** BEGIN Supplied text **

The Group adopted the new accounting standard for impairment of fixed assets as of April 1, 2005.
The Group reviews its long-lived assets for impairment whenever events or changes in circumstances indicate the carrying amount of an
asset or asset group may not be recoverable. An impairment loss would be recognized if the carrying amount of an asset or asset group
exceeds the sum of the undiscounted future cash flows expected to result from the continued use and eventual disposition of the asset or
asset group.
The impairment loss would be measured as the amount by which the carrying amount of the asset exceeds its recoverable amount, which
is the higher of the discounted cash flows from the continued use and eventual disposition of the asset or the net selling price at disposition.
The effect of adoption of the new accounting standard for impairment of fixed assets was to decrease income before income taxes and
minority interests for the year ended March 31, 2006 by ¥245 million ($ 2,090 thousand).
(g) Bond Issue Costs
Bond issue costs are charged to income as incurred.
(h) Retirement and Pension Plans
The Company and major subsidiaries have non-contributory funded pension plans covering substantially all of its employees. Certain foreign
subsidiaries also have contributory pension plans.
The Group accounted for the liability for retirement benefits based on the projected benefit obligations and plan assets at the balance
sheet date. Retirement allowances for officers are recorded to state the liability at the amount that would be required if all officers retired at
each balance sheet date.
(i) Retirement Allowances for Directors and Corporate Auditors
Retirement allowances for directors and corporate auditors are recorded to state the liability at the amount that would be required if all
directors and corporate auditors retired at each balance sheet date.
(j) Research and Development Costs
The Group is active in research and development, and such costs are charged to income as incurred.
(k) Leases
All leases are accounted for as operating leases by the Company and its domestic subsidiaries. Under Japanese accounting standards for
leases, finance leases that deem to transfer ownership of the leased property to the lessee are to be capitalized, while other finance leases are
permitted to be accounted for as operating lease transactions if certain “as if capitalized” information is disclosed in the notes to the lessee’s
financial statements.

** END Supplied text **
** BEGIN Supplied data **

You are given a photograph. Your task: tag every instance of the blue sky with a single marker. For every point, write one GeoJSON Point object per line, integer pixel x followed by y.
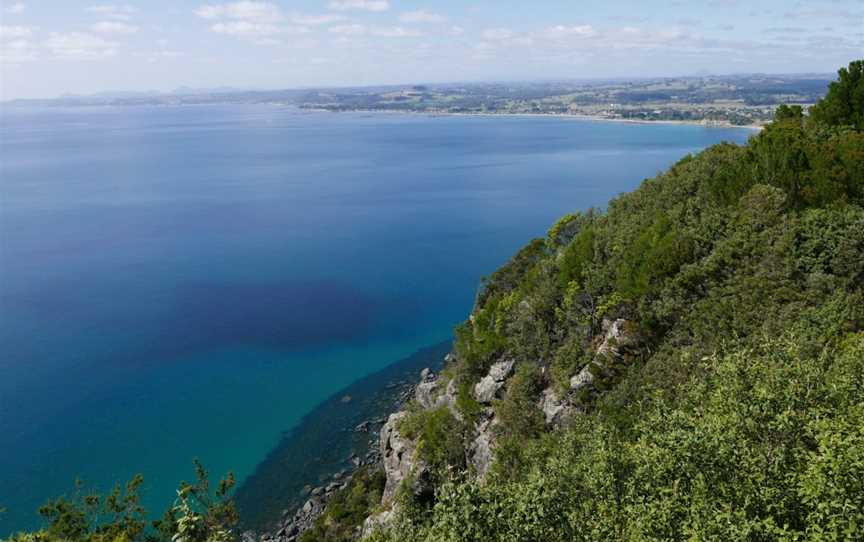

** END Supplied data **

:: Tasks to complete ::
A - List every lettered section heading in the accounting policy notes above, each with its letter.
B - Write the text that follows the last sentence of the accounting policy notes above.

:: Results of the tasks ::
A -
(g) Bond Issue Costs
(h) Retirement and Pension Plans
(i) Retirement Allowances for Directors and Corporate Auditors
(j) Research and Development Costs
(k) Leases

B -
(l) Income Taxes
The provision for income taxes is computed based on the pretax income included in the consolidated statements of income. The asset and lia-
bility approach is used to recognize deferred tax assets and liabilities for the expected future tax consequences of temporary differences
between the carrying amounts and the tax bases of assets and liabilities. These deferred taxes are measured by applying currently enacted tax
laws to the temporary differences.
(m) Appropriations of Retained Earnings
Appropriations of retained earnings at each year-end are reflected in the consolidated financial statements in the following year upon
shareholder’s approval.
(n) Foreign Currency Transactions
All short-term and long-term monetary receivables and payables denominated in foreign currencies are translated into Japanese yen at the
current exchange rates in effect at each balance sheet date. The foreign exchange gains and losses from transactions are recognized in the
statement of income to the extent that they are not hedged by forward exchange contracts.
(o) Foreign Currency Financial Statements
The balance sheet accounts and revenue and expense accounts of the consolidated foreign subsidiaries are translated into Japanese yen at the
current exchange rates except for shareholders’ equity, which is translated at the historical exchange rates.